Problem to solve:
Leave out the pictures and restate every entry word for word.

[Referring expression pointing data]
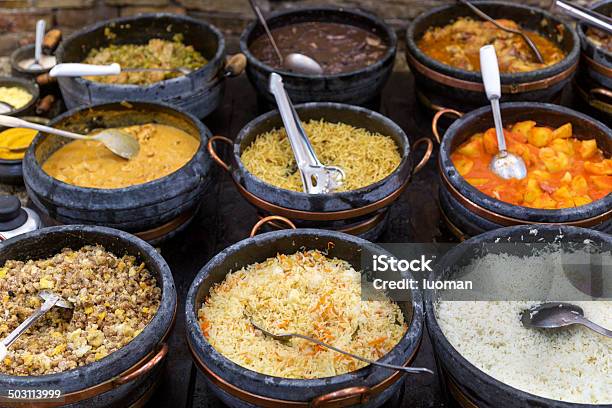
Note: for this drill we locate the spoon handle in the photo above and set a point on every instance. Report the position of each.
(594, 326)
(10, 121)
(492, 83)
(40, 35)
(25, 325)
(78, 70)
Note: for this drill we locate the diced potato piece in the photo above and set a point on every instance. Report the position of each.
(588, 148)
(602, 168)
(563, 132)
(562, 194)
(539, 136)
(473, 148)
(602, 182)
(463, 165)
(554, 161)
(580, 185)
(582, 200)
(523, 128)
(477, 182)
(562, 145)
(489, 140)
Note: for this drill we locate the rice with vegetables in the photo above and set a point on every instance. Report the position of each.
(307, 293)
(113, 299)
(364, 156)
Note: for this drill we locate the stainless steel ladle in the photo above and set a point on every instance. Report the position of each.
(504, 164)
(288, 336)
(51, 299)
(553, 315)
(293, 62)
(117, 141)
(317, 178)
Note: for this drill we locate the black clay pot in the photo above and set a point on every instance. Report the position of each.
(104, 383)
(440, 85)
(594, 81)
(198, 93)
(466, 206)
(336, 211)
(229, 380)
(10, 170)
(466, 383)
(360, 87)
(155, 210)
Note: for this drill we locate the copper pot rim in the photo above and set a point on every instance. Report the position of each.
(473, 77)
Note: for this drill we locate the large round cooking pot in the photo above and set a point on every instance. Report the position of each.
(155, 210)
(342, 210)
(124, 378)
(466, 384)
(239, 387)
(10, 170)
(472, 212)
(594, 82)
(440, 85)
(361, 87)
(198, 93)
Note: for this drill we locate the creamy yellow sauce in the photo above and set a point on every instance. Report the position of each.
(87, 163)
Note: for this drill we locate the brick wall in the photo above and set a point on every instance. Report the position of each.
(18, 17)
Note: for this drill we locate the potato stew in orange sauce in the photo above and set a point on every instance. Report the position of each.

Written solution:
Note: for this drill we locate the spoon handle in the photo above and set a point on every instance. Report the position of each.
(594, 326)
(10, 121)
(492, 83)
(40, 35)
(25, 325)
(78, 70)
Note: for this drill we locate the diced potato piece in the photo above and set a point on every instance. Report the position of each.
(588, 148)
(602, 168)
(563, 132)
(562, 194)
(539, 136)
(473, 148)
(602, 182)
(463, 165)
(554, 161)
(580, 185)
(582, 200)
(523, 128)
(477, 182)
(562, 145)
(489, 140)
Note: for this drill we locate the rice with vegetables in the photo above and set a point on every instance. Report the position of each.
(307, 293)
(113, 299)
(364, 156)
Note: for this drill we locate the stainless steel ladle in the photo above and set a point on every instance. Report the position of each.
(504, 164)
(288, 336)
(51, 299)
(553, 315)
(293, 62)
(117, 141)
(317, 178)
Note: for this drill we locate the black clay pot in the photo above and set a point on every instance. Report the position of each.
(104, 383)
(440, 85)
(594, 81)
(198, 93)
(466, 206)
(336, 211)
(229, 380)
(10, 170)
(466, 383)
(360, 87)
(155, 210)
Note: for this drill we locate the copper pot rim in the photo above and set a point on every instance. Report the position of each.
(473, 77)
Note: for this drill we locate the large round cooking pot in the photo above and set a point on every instance. Report the position of each.
(155, 210)
(342, 210)
(124, 378)
(466, 384)
(239, 387)
(10, 170)
(472, 212)
(594, 82)
(440, 85)
(361, 87)
(198, 93)
Note: for this drill we locate the creamy yellow sauce in the photo above and set a point on every instance. Report the position of each.
(87, 163)
Note: for this drill we locate the brick wall in the photo above and set a point on every instance. Report the position of each.
(18, 17)
Note: for this drill we locate the potato stew in orange sauce in the photo above and set a point on every instance. Report the position of each.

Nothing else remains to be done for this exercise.